Aim >>
Reproduce every one of the following items verbatim, keeping each line unchanged.

Exercise material >>

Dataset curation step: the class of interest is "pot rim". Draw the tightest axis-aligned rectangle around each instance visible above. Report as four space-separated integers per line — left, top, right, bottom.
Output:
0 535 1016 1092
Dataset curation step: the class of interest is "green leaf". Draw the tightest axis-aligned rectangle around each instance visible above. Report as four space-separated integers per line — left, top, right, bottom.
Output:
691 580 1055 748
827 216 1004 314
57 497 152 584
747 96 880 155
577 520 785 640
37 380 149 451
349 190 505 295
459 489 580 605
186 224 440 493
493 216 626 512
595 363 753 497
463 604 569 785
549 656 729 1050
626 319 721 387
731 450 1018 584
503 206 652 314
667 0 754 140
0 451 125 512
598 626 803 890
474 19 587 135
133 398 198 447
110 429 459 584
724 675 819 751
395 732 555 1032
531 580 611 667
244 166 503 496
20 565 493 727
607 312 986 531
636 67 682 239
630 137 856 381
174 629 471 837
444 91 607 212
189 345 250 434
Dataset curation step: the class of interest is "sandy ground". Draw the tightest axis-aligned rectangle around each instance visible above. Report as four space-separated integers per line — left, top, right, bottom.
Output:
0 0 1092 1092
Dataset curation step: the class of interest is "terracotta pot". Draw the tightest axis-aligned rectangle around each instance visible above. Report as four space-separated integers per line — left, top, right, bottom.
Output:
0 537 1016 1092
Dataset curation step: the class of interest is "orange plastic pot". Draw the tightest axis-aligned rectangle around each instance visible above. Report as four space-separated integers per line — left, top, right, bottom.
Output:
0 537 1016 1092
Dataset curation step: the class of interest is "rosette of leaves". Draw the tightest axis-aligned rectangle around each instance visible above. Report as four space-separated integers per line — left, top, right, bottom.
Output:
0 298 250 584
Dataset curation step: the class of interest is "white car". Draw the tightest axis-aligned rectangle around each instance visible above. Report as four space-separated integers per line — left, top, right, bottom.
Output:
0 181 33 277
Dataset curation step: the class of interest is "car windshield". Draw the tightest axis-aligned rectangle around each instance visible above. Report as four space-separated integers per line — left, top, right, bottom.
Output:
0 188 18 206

Exercise result >>
Dataset curation step: the class of interest is "pot rim". Draw the tightest axis-aligned rectangle around each instance visible above. Report as four space-separated integers per line — left, top, right, bottom.
Output:
0 535 1016 1092
Dataset curation step: the class of interest is "green leaf". Draw the tightest axis-aligned rectangle around each instance visible above. Report as four space-separated integers per line — left, top, right, bottom.
Output:
691 580 1055 748
827 216 1004 314
57 497 152 584
747 96 880 155
577 520 785 640
37 380 149 451
349 190 505 295
459 489 580 605
186 224 440 493
493 216 626 512
595 363 753 497
463 604 569 785
549 656 729 1050
626 319 721 387
731 450 1018 584
503 206 652 314
667 0 754 140
0 451 125 512
598 626 803 890
474 19 587 135
133 398 198 447
110 429 459 584
724 675 819 751
395 732 555 1032
531 580 611 667
244 166 503 496
20 565 493 727
607 312 986 531
636 67 682 239
630 137 856 381
174 629 471 837
444 91 607 212
189 345 250 434
Dataset curation step: the class of interest is "sandy ground". Draw the tightest axis-aligned rectangle around each instance visible above. Report as four space-separated integers per line — left, top, right, bottom.
Output:
0 0 1092 1092
Dataset curation step: the class of interest is "terracotta pot". Draw the tightest axis-aligned rectangle around each instance visible above. Report as four space-separated integers per line — left, top, right, bottom.
Output:
0 537 1016 1092
Dataset curation step: the class of interest is "orange plastic pot". Draw the tightest axis-aligned rectangle around each instance visible above. Report as four space-separated integers per line — left, top, right, bottom.
Output:
0 537 1016 1092
Dataset curation step: the class of interest is "rosette of leaves". Draw the tightest axis-aligned rectangle around each instance visible above. Report as four space-separated integers per line — left, top, right, bottom.
Output:
0 298 250 584
Dataset curation step: the class of interest is "white car". Draw the tightest axis-aligned rectangle around each instance visible above. Report as four space-separated integers per line — left, top, right, bottom.
Output:
0 181 33 277
Dataset curation step: the class of interest is "car windshield". Draw the tightest axis-aligned rectangle around each instance visible above. Report as four space-separated integers per line — left, top, right, bottom.
Output:
0 188 18 206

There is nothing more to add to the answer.